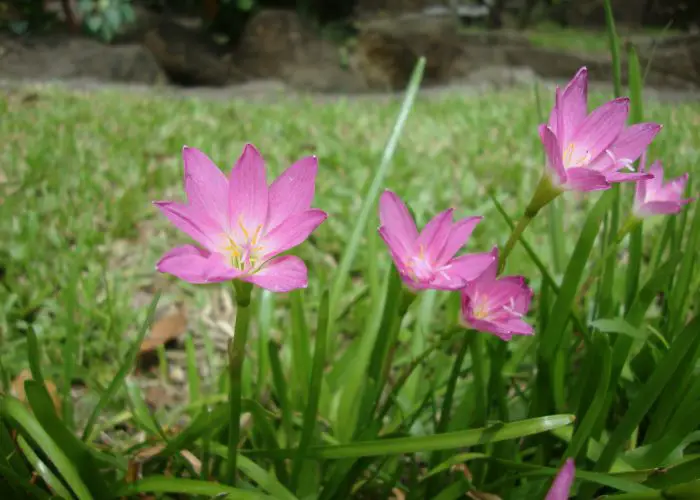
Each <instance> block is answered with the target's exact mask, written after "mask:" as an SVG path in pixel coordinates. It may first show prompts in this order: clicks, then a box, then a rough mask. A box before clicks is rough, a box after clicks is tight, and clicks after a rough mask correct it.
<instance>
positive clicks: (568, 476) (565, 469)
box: [545, 458, 576, 500]
mask: <svg viewBox="0 0 700 500" xmlns="http://www.w3.org/2000/svg"><path fill="white" fill-rule="evenodd" d="M575 474H576V467H575V465H574V460H573V459H572V458H569V459H568V460H567V461H566V463H565V464H564V466H563V467H562V468H561V469H560V470H559V473H558V474H557V477H556V478H554V483H552V487H551V488H550V490H549V492H548V493H547V496H546V497H545V500H568V498H569V493H570V492H571V484H572V483H573V482H574V475H575Z"/></svg>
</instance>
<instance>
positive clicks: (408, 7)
mask: <svg viewBox="0 0 700 500" xmlns="http://www.w3.org/2000/svg"><path fill="white" fill-rule="evenodd" d="M443 4H444V2H440V1H439V0H357V2H356V3H355V9H356V11H357V14H358V16H376V15H377V14H385V15H389V16H392V15H396V14H401V13H406V12H420V11H425V10H427V11H430V10H431V9H432V10H434V9H436V8H439V7H443Z"/></svg>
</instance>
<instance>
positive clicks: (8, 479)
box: [0, 449, 68, 500]
mask: <svg viewBox="0 0 700 500" xmlns="http://www.w3.org/2000/svg"><path fill="white" fill-rule="evenodd" d="M29 451H30V452H31V453H34V452H33V451H31V449H30V450H29ZM34 456H36V454H34ZM37 459H38V457H37ZM32 467H34V468H35V469H36V468H37V467H36V466H34V464H32ZM54 477H55V476H54ZM0 478H2V479H4V480H5V481H7V482H9V483H11V485H12V486H14V488H13V491H14V494H15V496H14V497H11V498H22V497H19V496H18V495H19V494H20V493H19V491H20V490H22V491H24V493H25V494H26V495H28V496H26V497H25V498H38V499H39V500H48V499H50V498H51V495H49V494H48V493H46V492H45V491H44V490H42V489H41V488H39V487H38V486H36V485H34V484H32V483H31V482H29V481H28V480H27V479H25V478H23V477H21V476H19V475H18V474H17V473H16V472H15V470H14V469H11V468H10V467H7V466H6V465H2V464H0ZM0 484H1V483H0ZM47 484H48V481H47ZM61 486H63V485H61ZM64 491H65V488H64ZM65 493H66V494H68V492H67V491H66V492H65Z"/></svg>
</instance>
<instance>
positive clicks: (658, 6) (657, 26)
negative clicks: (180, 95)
mask: <svg viewBox="0 0 700 500" xmlns="http://www.w3.org/2000/svg"><path fill="white" fill-rule="evenodd" d="M613 8H614V11H615V19H616V21H617V23H618V26H619V30H620V33H621V35H622V36H623V38H624V41H625V43H627V44H634V45H635V46H636V48H637V51H638V52H639V54H640V57H641V61H642V64H643V65H644V68H645V77H646V85H647V86H648V87H654V88H665V89H680V90H685V91H688V90H689V91H693V90H696V89H698V88H700V34H699V33H698V25H700V2H698V1H697V0H613ZM604 27H605V19H604V10H603V2H602V0H297V1H293V0H2V1H0V78H2V79H3V80H4V81H7V80H10V81H15V80H40V81H45V80H66V81H83V82H98V83H99V82H107V83H110V82H111V83H128V84H138V85H147V86H152V85H171V86H172V85H174V86H186V87H224V86H232V85H240V84H248V85H250V83H251V82H253V83H254V85H256V84H262V82H263V81H266V82H268V83H269V82H275V83H276V84H277V85H281V86H285V87H291V88H294V89H298V90H303V91H317V92H331V93H362V92H381V91H392V90H398V89H401V88H403V87H404V86H405V85H406V83H407V80H408V77H409V75H410V72H411V70H412V68H413V66H414V64H415V61H416V59H417V58H418V57H419V56H423V55H424V56H426V57H427V61H428V67H427V71H426V77H425V86H427V87H431V86H445V85H453V84H463V83H467V84H473V85H487V86H497V87H498V86H507V85H511V84H513V83H519V82H520V83H522V82H528V81H531V80H533V79H535V78H541V79H550V80H564V79H568V78H569V77H570V76H571V75H572V74H574V72H575V71H576V70H577V69H578V68H579V67H581V66H583V65H586V66H588V67H589V70H590V74H591V78H592V80H594V81H596V80H597V81H610V76H611V65H610V56H609V51H608V47H607V38H606V36H605V33H604ZM624 52H626V51H624ZM623 74H626V71H624V68H623Z"/></svg>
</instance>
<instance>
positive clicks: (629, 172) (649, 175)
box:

-*-*-

What the exercise asks: Any picture among the entries must be skipped; copy all else exactly.

Written solution:
Each <instance> block is answered with the target's exact mask, written after "mask:" as an SVG path in pixel coordinates. It may first show prompts in this order: clicks, then a box, then a rough mask. A box before clicks is rough, a box after clicks is tight, and clicks after a rough mask correct it.
<instance>
positive clicks: (568, 476) (565, 469)
box: [545, 458, 576, 500]
mask: <svg viewBox="0 0 700 500" xmlns="http://www.w3.org/2000/svg"><path fill="white" fill-rule="evenodd" d="M575 474H576V467H575V465H574V460H573V459H572V458H569V459H568V460H567V461H566V463H565V464H564V466H563V467H562V468H561V469H560V470H559V473H558V474H557V477H556V478H554V483H552V487H551V488H550V490H549V492H548V493H547V496H546V497H545V500H568V498H569V493H570V492H571V484H572V483H573V482H574V475H575Z"/></svg>
</instance>
<instance>
positive clicks: (408, 7)
mask: <svg viewBox="0 0 700 500" xmlns="http://www.w3.org/2000/svg"><path fill="white" fill-rule="evenodd" d="M443 4H444V2H440V1H439V0H357V2H356V3H355V9H356V11H357V14H358V16H376V15H377V14H385V15H389V16H392V15H396V14H401V13H406V12H420V11H425V10H427V11H430V10H431V9H432V10H434V9H436V8H439V7H443Z"/></svg>
</instance>
<instance>
positive clicks: (8, 479)
box: [0, 449, 68, 500]
mask: <svg viewBox="0 0 700 500" xmlns="http://www.w3.org/2000/svg"><path fill="white" fill-rule="evenodd" d="M29 451H30V452H31V453H34V452H33V451H31V449H30V450H29ZM34 456H36V454H34ZM37 459H38V457H37ZM32 467H34V468H35V469H36V468H37V467H36V466H34V464H32ZM54 477H55V476H54ZM0 478H2V479H4V480H5V481H7V482H9V483H11V485H12V486H14V488H13V491H14V494H15V496H14V497H11V498H22V497H19V496H18V495H19V494H20V493H19V491H20V490H22V491H24V493H25V494H26V495H28V496H26V497H25V498H38V499H39V500H48V499H50V498H51V495H49V494H48V493H46V492H45V491H44V490H42V489H41V488H39V487H38V486H36V485H34V484H32V483H31V482H29V481H28V480H27V479H25V478H23V477H21V476H19V475H18V474H17V473H16V472H15V470H14V469H11V468H10V467H7V466H6V465H2V464H0ZM0 484H1V483H0ZM47 484H48V481H47ZM61 486H63V485H61ZM64 491H65V488H64ZM65 493H66V494H68V492H67V491H66V492H65Z"/></svg>
</instance>
<instance>
positive clicks: (658, 6) (657, 26)
negative clicks: (180, 95)
mask: <svg viewBox="0 0 700 500" xmlns="http://www.w3.org/2000/svg"><path fill="white" fill-rule="evenodd" d="M613 8H614V11H615V19H616V21H617V23H618V26H619V30H620V33H621V35H622V36H623V38H624V41H625V43H627V44H634V45H635V46H636V48H637V51H638V52H639V54H640V57H641V61H642V64H643V65H644V68H645V77H646V85H647V86H648V87H654V88H665V89H680V90H685V91H688V90H689V91H693V90H696V89H698V88H700V34H699V33H698V25H700V2H698V1H697V0H613ZM604 27H605V19H604V10H603V2H602V0H297V1H293V0H2V1H0V78H2V79H3V80H4V81H7V80H10V81H15V80H40V81H45V80H66V81H83V82H98V83H99V82H107V83H110V82H111V83H128V84H138V85H147V86H152V85H171V86H172V85H174V86H186V87H224V86H232V85H240V84H248V85H250V83H251V82H253V83H254V85H256V84H262V82H263V81H266V82H268V83H269V82H275V83H276V84H277V85H281V86H285V87H291V88H294V89H298V90H303V91H317V92H331V93H362V92H381V91H392V90H398V89H401V88H403V87H404V86H405V85H406V83H407V80H408V77H409V75H410V72H411V70H412V68H413V66H414V64H415V61H416V59H417V58H418V57H419V56H423V55H424V56H426V57H427V61H428V67H427V71H426V77H425V86H427V87H431V86H445V85H453V84H463V83H467V84H473V85H487V86H497V87H498V86H507V85H511V84H513V83H519V82H520V83H522V82H528V81H531V80H533V79H535V78H541V79H550V80H564V79H568V78H569V77H570V76H571V75H572V74H574V72H575V71H576V70H577V69H578V68H579V67H581V66H583V65H586V66H588V67H589V70H590V74H591V78H592V80H594V81H596V80H597V81H610V76H611V65H610V56H609V51H608V47H607V38H606V36H605V33H604ZM624 52H626V51H624ZM623 74H626V71H624V68H623Z"/></svg>
</instance>
<instance>
positive clicks: (629, 172) (649, 175)
box:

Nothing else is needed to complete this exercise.